_抜粋_:
※
ずっしりくる映画が観たい気分だったので、久しぶりに“午前十時の映画祭”に足を運びました。
デヴィッド・リーンのこの作品は今まで縁が無く、今回初めての鑑賞。

休憩10分をはさんで、3時間半。最初の5分間、真っ暗な画面に序曲が流れます。
こんな映画を作ることができるなんて、良い時代ですね。

壮大さでは同監督作品の「アラビアのロレンス」が、甘(ったる)さでは「逢びき」が、
衝撃度では「ライアンの娘」が、面白さでは「戦場にかける橋」の方が
それぞれ上をいっているような印象です。

ですが、ロシアの広大な平原や大雪原(実際の撮影場所はもちろんロシア国外ですが)を
背景に描かれた世界は、それだけで見るべき価値があると思えます。
ラスト近く、ベリキノの屋敷はまるで氷の宮殿のようで目をみはりました。
樹氷や雪の結晶、狼の遠吠え等、幻想的な世界が広がります。

ストーリーそのものは、正直あまり好みではありません。
ジバゴ(オマー・シャリフ)は、ある意味では誠実な人間かもしれませんが、
夫としてはやっぱり不誠実ですよね。
彼が政治に関してどういう考えを持つ人物だったのかも、結局わからずじまいでした。
※
_与えられた情報_:
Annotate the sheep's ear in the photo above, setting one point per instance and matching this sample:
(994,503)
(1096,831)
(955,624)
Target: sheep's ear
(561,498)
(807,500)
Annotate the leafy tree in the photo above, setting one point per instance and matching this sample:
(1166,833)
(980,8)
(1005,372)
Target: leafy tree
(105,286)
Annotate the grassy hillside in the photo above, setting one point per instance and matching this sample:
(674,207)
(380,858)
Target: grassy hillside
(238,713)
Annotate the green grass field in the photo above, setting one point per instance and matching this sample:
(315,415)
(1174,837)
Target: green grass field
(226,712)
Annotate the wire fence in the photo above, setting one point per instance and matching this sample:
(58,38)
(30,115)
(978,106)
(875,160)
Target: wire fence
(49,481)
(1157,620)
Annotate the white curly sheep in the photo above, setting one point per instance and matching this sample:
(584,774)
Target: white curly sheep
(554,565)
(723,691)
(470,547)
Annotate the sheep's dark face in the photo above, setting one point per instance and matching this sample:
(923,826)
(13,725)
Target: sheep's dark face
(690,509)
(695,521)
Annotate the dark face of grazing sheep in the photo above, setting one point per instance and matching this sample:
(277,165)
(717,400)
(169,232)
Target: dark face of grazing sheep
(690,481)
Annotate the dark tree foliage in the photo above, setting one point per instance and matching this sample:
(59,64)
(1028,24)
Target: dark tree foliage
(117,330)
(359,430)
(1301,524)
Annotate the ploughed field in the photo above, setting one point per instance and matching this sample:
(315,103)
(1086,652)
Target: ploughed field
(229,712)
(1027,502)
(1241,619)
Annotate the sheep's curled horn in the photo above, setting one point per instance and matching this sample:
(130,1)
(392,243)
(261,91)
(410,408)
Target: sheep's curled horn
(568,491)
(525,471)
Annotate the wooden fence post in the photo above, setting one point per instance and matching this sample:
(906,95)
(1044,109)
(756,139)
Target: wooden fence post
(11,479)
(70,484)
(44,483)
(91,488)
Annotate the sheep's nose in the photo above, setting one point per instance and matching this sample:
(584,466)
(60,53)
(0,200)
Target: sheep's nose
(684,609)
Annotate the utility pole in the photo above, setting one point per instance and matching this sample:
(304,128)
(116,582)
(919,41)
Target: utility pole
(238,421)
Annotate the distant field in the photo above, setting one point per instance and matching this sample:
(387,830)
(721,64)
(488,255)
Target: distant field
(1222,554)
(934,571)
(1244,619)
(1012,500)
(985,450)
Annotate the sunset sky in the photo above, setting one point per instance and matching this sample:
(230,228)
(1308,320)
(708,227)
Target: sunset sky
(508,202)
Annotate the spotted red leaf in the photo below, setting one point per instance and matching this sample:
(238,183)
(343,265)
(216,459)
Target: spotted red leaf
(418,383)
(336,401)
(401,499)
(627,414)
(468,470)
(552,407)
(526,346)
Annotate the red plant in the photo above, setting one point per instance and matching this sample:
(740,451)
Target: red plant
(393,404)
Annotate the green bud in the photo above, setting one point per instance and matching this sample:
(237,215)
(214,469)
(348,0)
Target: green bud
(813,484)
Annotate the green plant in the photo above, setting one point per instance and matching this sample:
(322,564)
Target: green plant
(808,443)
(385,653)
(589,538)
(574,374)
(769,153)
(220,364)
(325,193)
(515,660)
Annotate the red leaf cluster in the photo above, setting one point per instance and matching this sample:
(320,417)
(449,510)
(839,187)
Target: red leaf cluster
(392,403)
※
_やること_:
1: 映画の感想文によると、この作品は休憩を含めてどれくらいの長さですか？
2: 映画の感想文を、最後の文の後から続けてください。

_解答_:
1: 休憩10分をはさんで3時間半です。

2:
優しいんだけど時代に流されているようでもあり。

そんなジバゴと対照的やったんが、モスクワからベリキノへの列車で乗り合わせた
強制労働に送られる男です。
少しの登場シーンでも、やはりクラウス・キンスキー強烈な印象を残しました。

また、どこか軟弱なイメージだったジバゴと違い、女性陣は強く美しい存在として輝いています。
ラーラ役ジュリー・クリスティの美しさ、トーニャ役ジュラルディン・チャップリンの気品、
良いですね〜。

印象的な“ラーラのテーマ”も、後半はちょっとクドく感じてしまった私。音のボリュームでかいし。
この雰囲気、時代性はいい面もありつつ、今の気分にちょっとそぐわない部分もやはりあるようです。

“TOHOシネマズなんば”にて鑑賞。